═════ PROVIDED ENTRIES ═════

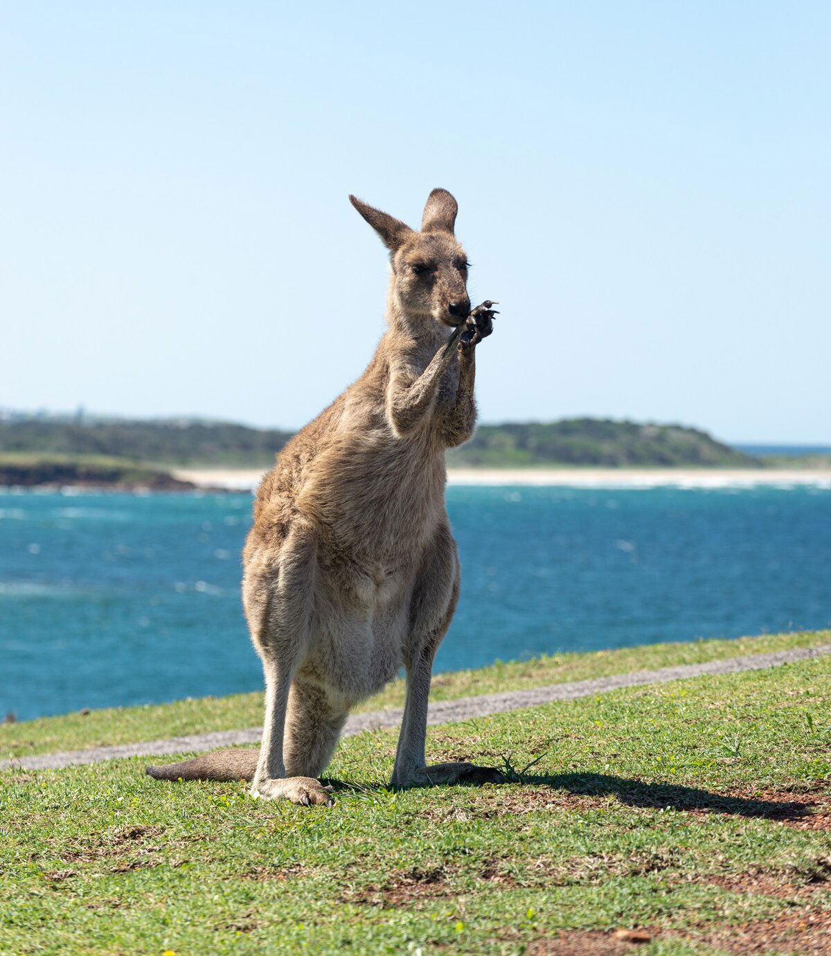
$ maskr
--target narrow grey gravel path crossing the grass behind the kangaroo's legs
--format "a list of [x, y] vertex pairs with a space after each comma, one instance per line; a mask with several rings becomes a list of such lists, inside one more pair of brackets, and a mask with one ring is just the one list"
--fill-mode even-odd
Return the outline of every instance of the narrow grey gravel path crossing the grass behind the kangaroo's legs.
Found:
[[[548, 687], [532, 687], [528, 690], [508, 690], [499, 694], [482, 694], [479, 697], [462, 697], [457, 701], [437, 701], [430, 705], [429, 724], [450, 724], [454, 721], [486, 717], [488, 714], [518, 710], [549, 704], [551, 701], [570, 701], [578, 697], [607, 693], [620, 687], [640, 684], [667, 684], [690, 677], [707, 674], [735, 674], [744, 670], [761, 670], [778, 667], [795, 661], [808, 661], [831, 654], [831, 644], [819, 647], [800, 647], [772, 654], [754, 654], [749, 657], [728, 658], [726, 661], [682, 664], [678, 667], [662, 667], [660, 670], [639, 670], [613, 677], [600, 677], [590, 681], [575, 681], [570, 684], [553, 684]], [[342, 736], [377, 728], [397, 727], [401, 723], [401, 708], [388, 707], [369, 713], [353, 714], [346, 723]], [[54, 770], [77, 764], [96, 764], [102, 760], [117, 760], [124, 757], [158, 757], [170, 754], [204, 752], [219, 747], [234, 747], [239, 744], [259, 744], [261, 728], [247, 730], [219, 730], [213, 733], [198, 733], [188, 737], [171, 737], [169, 740], [151, 740], [143, 744], [119, 744], [116, 747], [96, 747], [91, 750], [63, 750], [59, 753], [44, 753], [34, 757], [0, 761], [0, 770], [19, 768], [24, 770]]]

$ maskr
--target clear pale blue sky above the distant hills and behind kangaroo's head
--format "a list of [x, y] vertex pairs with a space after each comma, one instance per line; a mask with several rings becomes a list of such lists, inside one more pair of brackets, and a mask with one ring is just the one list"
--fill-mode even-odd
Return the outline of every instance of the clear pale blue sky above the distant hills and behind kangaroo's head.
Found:
[[[352, 7], [355, 10], [352, 10]], [[7, 4], [0, 405], [303, 424], [458, 198], [485, 421], [831, 444], [831, 5]]]

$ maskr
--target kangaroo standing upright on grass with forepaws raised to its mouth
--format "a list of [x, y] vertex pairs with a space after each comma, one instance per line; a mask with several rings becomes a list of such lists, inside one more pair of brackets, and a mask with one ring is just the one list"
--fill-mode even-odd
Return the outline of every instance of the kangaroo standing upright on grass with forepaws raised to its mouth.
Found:
[[257, 750], [218, 750], [151, 776], [251, 781], [251, 793], [332, 805], [321, 784], [350, 709], [406, 668], [391, 786], [501, 783], [469, 763], [428, 767], [427, 698], [458, 601], [444, 502], [446, 448], [476, 424], [476, 346], [458, 205], [434, 189], [420, 231], [350, 196], [390, 250], [388, 329], [355, 381], [277, 456], [254, 503], [245, 619], [266, 679]]

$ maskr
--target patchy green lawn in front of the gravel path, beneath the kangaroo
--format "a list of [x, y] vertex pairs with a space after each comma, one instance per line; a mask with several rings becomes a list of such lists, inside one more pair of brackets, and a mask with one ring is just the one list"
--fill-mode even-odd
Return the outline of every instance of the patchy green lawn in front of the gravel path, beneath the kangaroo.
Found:
[[[394, 745], [339, 747], [331, 810], [139, 760], [6, 772], [0, 952], [829, 951], [828, 658], [431, 729], [431, 759], [510, 766], [503, 786], [389, 792]], [[611, 935], [632, 927], [650, 942]]]

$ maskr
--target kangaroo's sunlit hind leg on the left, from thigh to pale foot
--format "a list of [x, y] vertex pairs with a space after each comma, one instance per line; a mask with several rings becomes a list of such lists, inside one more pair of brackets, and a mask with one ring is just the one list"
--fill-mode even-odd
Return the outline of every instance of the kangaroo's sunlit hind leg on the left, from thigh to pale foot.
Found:
[[247, 555], [245, 617], [266, 678], [263, 743], [251, 793], [269, 800], [285, 797], [293, 803], [330, 806], [330, 793], [319, 780], [287, 775], [284, 752], [291, 684], [309, 653], [316, 575], [316, 535], [301, 520], [293, 522], [279, 551], [254, 546]]

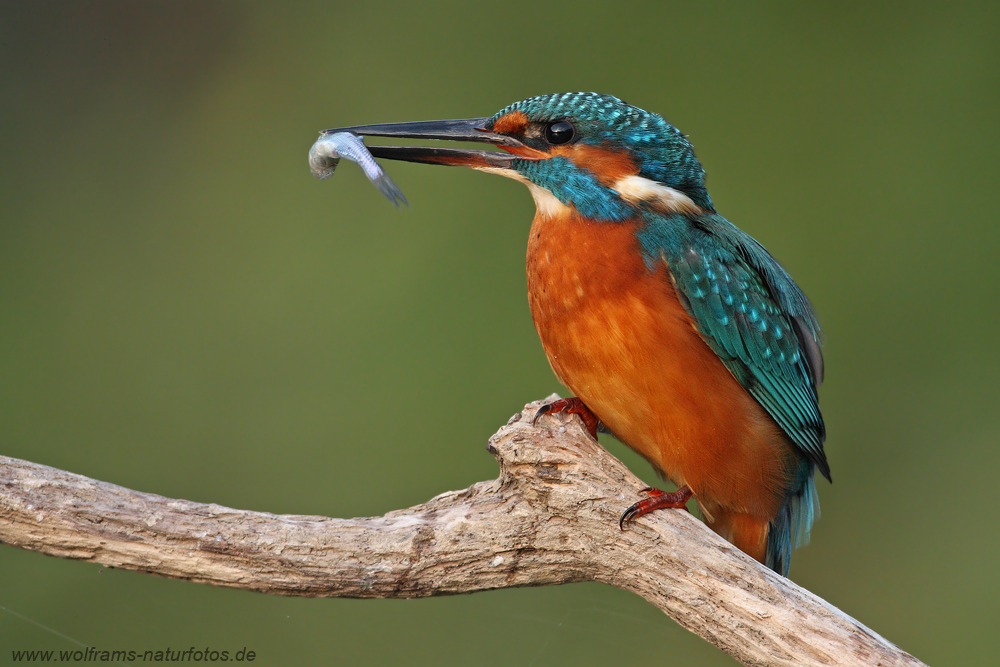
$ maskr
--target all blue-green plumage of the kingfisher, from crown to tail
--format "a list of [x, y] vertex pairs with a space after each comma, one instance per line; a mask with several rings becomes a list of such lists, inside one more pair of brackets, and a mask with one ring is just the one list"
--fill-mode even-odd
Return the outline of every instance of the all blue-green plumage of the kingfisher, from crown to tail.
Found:
[[816, 393], [823, 377], [820, 330], [808, 299], [763, 246], [715, 212], [693, 147], [662, 117], [610, 95], [566, 93], [512, 104], [487, 127], [513, 111], [530, 122], [569, 120], [577, 141], [627, 150], [639, 176], [687, 195], [701, 209], [669, 214], [626, 201], [563, 158], [512, 165], [589, 219], [639, 220], [647, 266], [666, 264], [705, 342], [796, 445], [798, 468], [771, 521], [766, 556], [769, 567], [787, 574], [793, 544], [808, 541], [819, 513], [815, 470], [830, 478]]

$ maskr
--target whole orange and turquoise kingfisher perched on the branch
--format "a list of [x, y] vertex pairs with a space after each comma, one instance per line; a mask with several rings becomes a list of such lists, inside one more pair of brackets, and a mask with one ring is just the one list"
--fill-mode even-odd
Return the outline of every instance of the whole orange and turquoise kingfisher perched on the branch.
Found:
[[369, 147], [528, 187], [528, 301], [552, 370], [574, 394], [536, 421], [576, 413], [593, 437], [610, 432], [677, 486], [645, 489], [623, 529], [693, 497], [716, 533], [787, 576], [819, 512], [816, 470], [831, 480], [820, 328], [781, 265], [716, 212], [684, 134], [597, 93], [531, 97], [487, 118], [325, 132], [503, 149]]

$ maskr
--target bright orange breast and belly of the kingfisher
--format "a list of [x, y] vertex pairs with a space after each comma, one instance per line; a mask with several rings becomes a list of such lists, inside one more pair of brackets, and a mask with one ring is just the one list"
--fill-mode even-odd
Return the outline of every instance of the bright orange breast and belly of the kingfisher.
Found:
[[535, 217], [528, 299], [549, 362], [618, 438], [690, 486], [710, 523], [769, 520], [791, 444], [695, 330], [666, 265], [646, 267], [635, 230]]

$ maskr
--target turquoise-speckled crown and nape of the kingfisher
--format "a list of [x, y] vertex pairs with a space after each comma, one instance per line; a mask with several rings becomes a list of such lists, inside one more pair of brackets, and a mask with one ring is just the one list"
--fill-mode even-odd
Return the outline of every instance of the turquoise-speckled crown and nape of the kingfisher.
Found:
[[[515, 111], [520, 111], [533, 123], [568, 120], [576, 129], [577, 142], [625, 149], [639, 166], [640, 176], [683, 192], [706, 211], [714, 210], [705, 189], [705, 170], [695, 157], [694, 147], [662, 116], [613, 95], [562, 93], [529, 97], [504, 107], [487, 121], [487, 129], [492, 129], [502, 116]], [[538, 148], [545, 150], [546, 147]], [[564, 169], [566, 165], [559, 166]], [[537, 173], [540, 170], [548, 171], [534, 169], [536, 178], [542, 176]], [[532, 175], [525, 176], [536, 180]], [[538, 184], [547, 187], [541, 182]]]

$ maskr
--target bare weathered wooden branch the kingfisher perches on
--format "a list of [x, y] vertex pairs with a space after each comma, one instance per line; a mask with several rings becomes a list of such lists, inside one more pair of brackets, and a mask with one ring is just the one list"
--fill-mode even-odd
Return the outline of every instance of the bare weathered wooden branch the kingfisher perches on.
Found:
[[498, 479], [367, 519], [172, 500], [0, 457], [0, 541], [278, 595], [412, 598], [602, 581], [747, 665], [923, 664], [687, 512], [619, 530], [645, 485], [579, 419], [532, 426], [538, 405], [490, 438]]

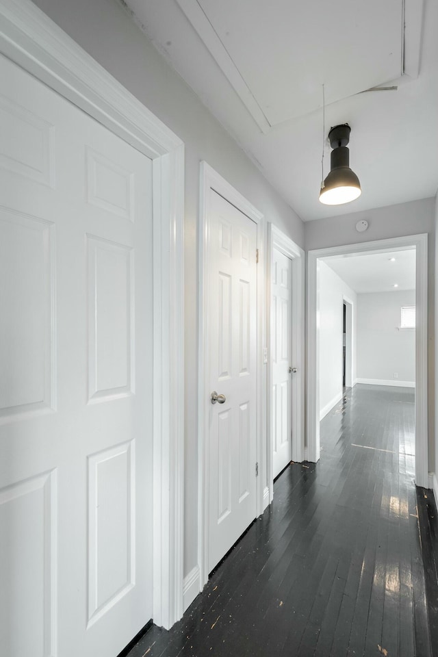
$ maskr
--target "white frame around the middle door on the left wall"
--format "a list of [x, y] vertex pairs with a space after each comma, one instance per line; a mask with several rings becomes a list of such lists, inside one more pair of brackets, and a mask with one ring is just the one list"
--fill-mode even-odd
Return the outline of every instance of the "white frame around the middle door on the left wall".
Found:
[[[214, 190], [231, 205], [257, 224], [257, 248], [259, 263], [257, 265], [257, 447], [256, 458], [259, 463], [259, 476], [256, 482], [256, 517], [263, 513], [263, 481], [266, 481], [266, 375], [263, 366], [263, 345], [265, 337], [265, 270], [263, 244], [266, 243], [266, 227], [263, 215], [237, 192], [207, 162], [201, 162], [201, 202], [199, 213], [199, 292], [198, 292], [198, 566], [199, 590], [206, 584], [209, 576], [209, 445], [208, 415], [206, 401], [208, 355], [207, 355], [207, 298], [209, 294], [209, 268], [207, 261], [209, 243], [209, 192]], [[230, 546], [231, 547], [231, 546]]]

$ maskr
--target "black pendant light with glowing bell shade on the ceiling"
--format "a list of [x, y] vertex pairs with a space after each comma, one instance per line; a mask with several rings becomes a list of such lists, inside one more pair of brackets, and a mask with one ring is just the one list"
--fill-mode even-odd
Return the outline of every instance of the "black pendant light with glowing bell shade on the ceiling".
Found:
[[350, 203], [362, 193], [359, 178], [350, 169], [350, 151], [347, 148], [350, 131], [348, 123], [343, 123], [335, 125], [329, 132], [333, 151], [330, 158], [330, 173], [321, 183], [320, 201], [324, 205]]

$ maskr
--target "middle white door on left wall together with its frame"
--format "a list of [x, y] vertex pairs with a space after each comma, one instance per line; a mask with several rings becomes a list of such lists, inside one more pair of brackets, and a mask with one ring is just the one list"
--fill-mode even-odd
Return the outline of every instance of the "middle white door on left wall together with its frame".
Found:
[[261, 513], [263, 216], [201, 164], [198, 590]]

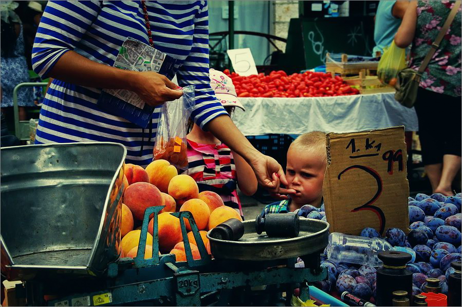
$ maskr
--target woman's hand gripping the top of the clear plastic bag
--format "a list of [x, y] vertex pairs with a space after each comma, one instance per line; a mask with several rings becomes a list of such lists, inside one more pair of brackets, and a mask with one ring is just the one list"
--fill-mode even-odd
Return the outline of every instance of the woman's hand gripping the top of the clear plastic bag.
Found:
[[132, 79], [133, 91], [150, 106], [162, 105], [183, 95], [178, 86], [166, 76], [152, 71], [138, 72], [137, 78]]

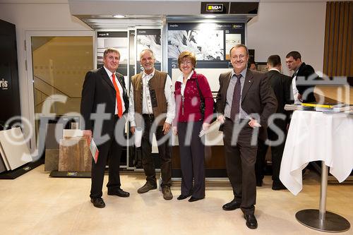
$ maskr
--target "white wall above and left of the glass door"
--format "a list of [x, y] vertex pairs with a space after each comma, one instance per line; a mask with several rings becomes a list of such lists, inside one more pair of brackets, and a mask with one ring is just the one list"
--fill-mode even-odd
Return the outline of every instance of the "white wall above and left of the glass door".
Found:
[[[16, 25], [18, 76], [20, 79], [21, 116], [30, 119], [28, 86], [32, 85], [25, 70], [25, 31], [28, 30], [92, 30], [71, 16], [67, 3], [0, 4], [0, 19]], [[28, 130], [25, 129], [25, 134]], [[32, 143], [33, 144], [33, 143]]]

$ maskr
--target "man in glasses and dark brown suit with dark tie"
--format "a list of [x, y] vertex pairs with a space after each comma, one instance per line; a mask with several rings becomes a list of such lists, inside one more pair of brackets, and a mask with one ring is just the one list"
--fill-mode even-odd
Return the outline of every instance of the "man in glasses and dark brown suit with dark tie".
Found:
[[[223, 210], [241, 208], [246, 226], [256, 229], [255, 162], [258, 132], [265, 139], [268, 117], [276, 111], [277, 101], [265, 74], [246, 68], [249, 52], [243, 44], [229, 51], [233, 70], [220, 75], [217, 93], [217, 117], [223, 123], [225, 162], [234, 199]], [[255, 138], [254, 138], [255, 137]]]

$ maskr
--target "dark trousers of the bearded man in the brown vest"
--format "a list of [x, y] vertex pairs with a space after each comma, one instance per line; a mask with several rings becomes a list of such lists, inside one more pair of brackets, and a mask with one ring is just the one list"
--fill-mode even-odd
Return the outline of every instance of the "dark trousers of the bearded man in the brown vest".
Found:
[[[141, 150], [142, 150], [142, 165], [143, 171], [145, 171], [146, 181], [152, 185], [157, 185], [155, 179], [155, 164], [152, 159], [152, 140], [150, 140], [150, 129], [154, 118], [152, 116], [143, 116], [145, 121], [145, 129], [143, 130]], [[157, 126], [155, 136], [157, 141], [164, 137], [162, 126]], [[167, 135], [170, 138], [172, 131], [169, 131]], [[168, 140], [158, 145], [158, 156], [160, 157], [160, 171], [162, 175], [162, 187], [172, 185], [172, 148], [169, 145]], [[151, 138], [152, 139], [152, 138]]]

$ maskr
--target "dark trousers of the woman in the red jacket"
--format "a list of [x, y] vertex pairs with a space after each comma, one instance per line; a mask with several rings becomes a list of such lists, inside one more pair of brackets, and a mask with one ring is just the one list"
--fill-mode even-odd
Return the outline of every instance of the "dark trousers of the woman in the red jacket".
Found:
[[[193, 127], [191, 133], [187, 133], [188, 125]], [[203, 121], [178, 123], [181, 195], [192, 193], [195, 198], [205, 198], [205, 145], [201, 141], [205, 137], [198, 137], [202, 125]]]

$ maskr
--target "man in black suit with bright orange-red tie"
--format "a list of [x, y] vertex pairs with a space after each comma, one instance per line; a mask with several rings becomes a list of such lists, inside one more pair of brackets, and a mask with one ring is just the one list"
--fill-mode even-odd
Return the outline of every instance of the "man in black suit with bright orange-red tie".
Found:
[[[116, 73], [119, 66], [120, 53], [108, 48], [104, 51], [104, 66], [89, 71], [85, 76], [82, 89], [81, 115], [86, 130], [85, 135], [92, 137], [97, 144], [99, 155], [97, 163], [92, 160], [91, 203], [95, 207], [105, 207], [102, 199], [104, 169], [109, 158], [108, 195], [128, 197], [129, 193], [120, 186], [120, 157], [122, 146], [117, 139], [124, 138], [124, 113], [128, 110], [124, 76]], [[120, 119], [123, 119], [119, 121]], [[116, 127], [116, 125], [118, 125]]]

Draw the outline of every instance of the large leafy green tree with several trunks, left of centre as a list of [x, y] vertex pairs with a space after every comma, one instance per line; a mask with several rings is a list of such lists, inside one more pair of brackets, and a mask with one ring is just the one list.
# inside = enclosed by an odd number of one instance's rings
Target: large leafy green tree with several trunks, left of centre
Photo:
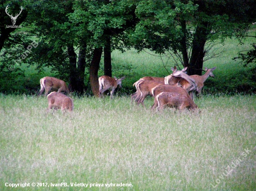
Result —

═════

WORK TO BE COMPLETED →
Only an exact copy is needed: the lines from the opening of the listing through the line with "Return the outline of every instance of the narrow", both included, minus the pictures.

WRITTEN ANSWER →
$ maskr
--target narrow grey gravel path crossing the grass behind the kangaroo's legs
--format "a list of [x, y] vertex pairs with a space after each comma, one instance per line; a mask with several rings becomes a list of such lists, inside one more pair of brackets, and a mask with one ring is just the one list"
--fill-mode even-odd
Return the outline of every instance of the narrow grey gravel path crossing the grass behind the kangaroo's legs.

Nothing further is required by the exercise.